• EXERCISE PROMPT: Could you reproduce the entries exactly, omitting every picture?

Segment Start: MATERIAL SHOWN

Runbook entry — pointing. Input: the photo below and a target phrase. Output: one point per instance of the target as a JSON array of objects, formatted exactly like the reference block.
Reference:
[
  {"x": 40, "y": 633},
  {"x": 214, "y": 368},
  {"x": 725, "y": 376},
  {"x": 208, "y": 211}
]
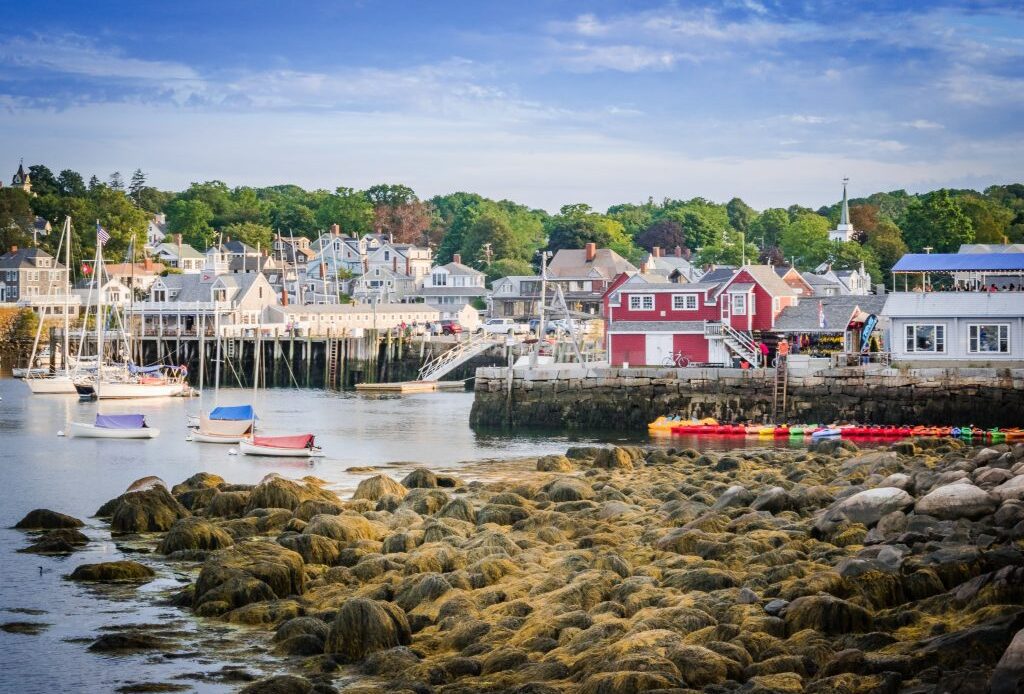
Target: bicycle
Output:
[{"x": 677, "y": 360}]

Segment End: MATERIAL SHOWN

• OUTPUT OF THE TASK:
Runbook entry — pointing. Input: the photo below and a target phrase. Output: one point per instance of the target as a JSON array of objects, formatted exactly like the reference block.
Reference:
[
  {"x": 40, "y": 633},
  {"x": 214, "y": 368},
  {"x": 725, "y": 376},
  {"x": 208, "y": 211}
]
Target: bicycle
Output:
[{"x": 677, "y": 360}]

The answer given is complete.